Text block ->
(begin)

A few weeks ago, President Obama, in an emotional speech, announced executive actions on gun control.
“We know we can’t stop every act of violence, every act of evil in the world,” he said. “But maybe we could try to stop one act of evil, one act of violence.”
The president’s plea was passionate, and regardless of one’s position on gun control, the deaths of moviegoers, first graders, college students, and churchgoers are appalling. Nonetheless, it is worthwhile to wonder whether Obama’s concerns about violence—and his corresponding policy applications—apply to the recent surge of Central American migrants who are trying to rebuild their lives in the United States.
Between January 1 and Obama’s speech on January 5, El Salvador experienced a whopping 130 murders. The country’s murder rate—104 murders per one hundred thousand people, the highest since the end of its civil war in 1992—is roughly 30 times that of the United States. A U.S. State Department report a few weeks ago said the country risks “losing an entire generation of young people due to violent conflict.” Although El Salvador’s violence is typically attributed to gangs, a police study last November found that nearly 70 percent of murder victims had no gang affiliation, but rather were collateral damage of the country’s ongoing power struggle.
While El Salvador may be nearly fourteen hundred miles south of the United States, its current situation is increasingly relevant for American policy makers. Violence in El Salvador, Honduras, and Guatemala—countries known collectively as the Northern Triangle—has largely been responsible for the influx in migrants arriving at the U.S. border in the final three months of 2015. In October and November alone, 10,600 children traveling alone and 12,500 people traveling as families were apprehended at the U.S.-Mexico border.
The recent surge isn’t entirely unprecedented. During the summer of 2014, the number of unaccompanied minors apprehended at the border increased dramatically.
In response to the 2014 surge, the United States attempted to curb immigration by discouraging migrants from making the journey north. In July 2014, U.S. Customs and Border Protection released a song called “La Bestia” on Central American radio as part of a campaign to dissuade migrants. Its lyrics, when translated to English, describe the trek to the United States as a “wretched train of death” and compare migrants to cattle on their way to a slaughterhouse.
The U.S. Border Patrol also attempted to outsource security by encouraging Mexico to strengthen its protections against undocumented Central American migrants. Since the summer of 2014, the U.S. government has paid Mexico tens of millions of dollars to tighten security at the Mexico-Guatemala border and increase deportations of undocumented immigrants residing in Mexico.
While such measures initially seemed to deter migrants—the number of migrants apprehended at the U.S.-Mexico border dropped in the first half of 2015—the final months of 2015 saw a substantial increase in border crossings.
Because of the ineffectiveness of these deterrence measures, the Immigration and Customs Enforcement (I.C.E.) began raids on undocumented immigrants living in the United States in early January. Officials familiar with the situation, speaking anonymously to the Washington Post, said that the new batch of raids primarily targeted Central American citizens who had arrived in the U.S. recently but who did not have asylum status.
Under U.S. law, asylum can be granted to any person residing in the United States, regardless of their immigration status, if they can prove “past persecution or a well-founded fear of persecution on account of race, religion, nationality, membership in a particular social group, or political opinion.”

(end)

Goal A -> Count the lines in the rows below that contain the string "package", treating uppercase and lowercase as different, and reply with the number only.

Point-labeling examples:
(begin)

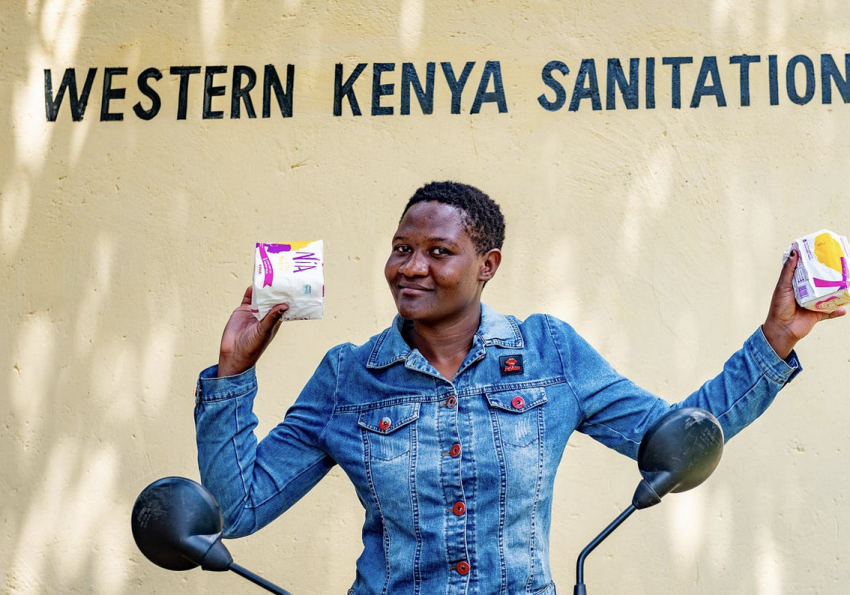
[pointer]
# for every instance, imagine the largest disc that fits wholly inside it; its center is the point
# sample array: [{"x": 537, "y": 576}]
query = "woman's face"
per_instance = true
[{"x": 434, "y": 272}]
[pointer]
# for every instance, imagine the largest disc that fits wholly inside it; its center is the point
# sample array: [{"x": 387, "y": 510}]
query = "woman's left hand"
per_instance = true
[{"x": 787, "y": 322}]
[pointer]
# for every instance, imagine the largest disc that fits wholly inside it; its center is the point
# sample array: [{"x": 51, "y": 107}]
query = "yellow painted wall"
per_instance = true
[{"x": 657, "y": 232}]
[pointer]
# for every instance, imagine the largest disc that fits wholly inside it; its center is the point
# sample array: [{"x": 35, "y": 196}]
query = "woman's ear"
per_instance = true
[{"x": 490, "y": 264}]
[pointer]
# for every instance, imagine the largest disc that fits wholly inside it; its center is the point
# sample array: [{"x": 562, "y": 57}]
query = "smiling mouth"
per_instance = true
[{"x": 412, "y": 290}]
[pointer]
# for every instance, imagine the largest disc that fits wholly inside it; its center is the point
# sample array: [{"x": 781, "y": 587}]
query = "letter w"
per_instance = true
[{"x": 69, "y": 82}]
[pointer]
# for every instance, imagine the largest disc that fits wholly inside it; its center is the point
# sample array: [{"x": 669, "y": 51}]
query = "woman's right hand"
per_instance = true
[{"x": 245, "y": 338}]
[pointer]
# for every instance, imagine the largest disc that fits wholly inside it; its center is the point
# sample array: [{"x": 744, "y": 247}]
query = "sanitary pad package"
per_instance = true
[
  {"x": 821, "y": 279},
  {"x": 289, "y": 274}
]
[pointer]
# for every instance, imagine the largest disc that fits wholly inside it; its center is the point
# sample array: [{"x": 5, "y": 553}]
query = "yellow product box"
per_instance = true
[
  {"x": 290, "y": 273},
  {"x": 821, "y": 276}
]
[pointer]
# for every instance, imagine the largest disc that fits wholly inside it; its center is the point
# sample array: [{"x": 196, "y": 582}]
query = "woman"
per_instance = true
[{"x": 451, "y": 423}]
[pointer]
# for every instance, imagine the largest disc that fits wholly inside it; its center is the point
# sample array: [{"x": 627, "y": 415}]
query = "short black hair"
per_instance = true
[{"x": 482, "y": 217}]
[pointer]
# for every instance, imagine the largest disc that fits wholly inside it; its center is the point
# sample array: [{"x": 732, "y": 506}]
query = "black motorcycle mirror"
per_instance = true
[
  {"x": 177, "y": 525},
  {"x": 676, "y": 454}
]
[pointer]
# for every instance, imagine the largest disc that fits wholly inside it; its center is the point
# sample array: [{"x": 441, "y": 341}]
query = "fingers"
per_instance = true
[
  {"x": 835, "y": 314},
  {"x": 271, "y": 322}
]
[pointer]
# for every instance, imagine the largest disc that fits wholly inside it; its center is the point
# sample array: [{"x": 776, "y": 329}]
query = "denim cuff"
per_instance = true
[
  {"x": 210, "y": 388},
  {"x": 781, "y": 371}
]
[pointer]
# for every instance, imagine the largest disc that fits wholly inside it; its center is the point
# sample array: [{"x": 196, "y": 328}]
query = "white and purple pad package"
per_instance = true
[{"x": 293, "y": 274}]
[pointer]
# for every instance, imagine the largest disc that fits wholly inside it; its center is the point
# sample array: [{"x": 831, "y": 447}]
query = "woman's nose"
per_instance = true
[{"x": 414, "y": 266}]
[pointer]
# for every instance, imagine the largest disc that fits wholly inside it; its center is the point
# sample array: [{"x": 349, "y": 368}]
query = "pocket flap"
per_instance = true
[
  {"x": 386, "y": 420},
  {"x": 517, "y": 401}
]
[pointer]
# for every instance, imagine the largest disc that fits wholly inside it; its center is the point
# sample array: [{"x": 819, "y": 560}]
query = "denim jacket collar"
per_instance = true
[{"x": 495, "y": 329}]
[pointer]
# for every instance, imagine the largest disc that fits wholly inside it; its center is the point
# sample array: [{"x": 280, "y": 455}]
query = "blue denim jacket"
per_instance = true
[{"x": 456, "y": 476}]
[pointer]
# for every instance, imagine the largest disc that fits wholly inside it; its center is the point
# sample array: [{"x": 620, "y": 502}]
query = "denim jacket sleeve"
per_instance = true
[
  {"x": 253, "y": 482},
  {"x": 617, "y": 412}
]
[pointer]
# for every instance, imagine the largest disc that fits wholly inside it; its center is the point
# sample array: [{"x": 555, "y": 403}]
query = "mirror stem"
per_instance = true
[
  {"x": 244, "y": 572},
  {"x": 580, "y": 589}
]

(end)

Goal B -> Name every country mentioned in the passage on Central American migration above.

Complete answer A -> 2

Complete answer B -> El Salvador, the United States, Honduras, Guatemala, Mexico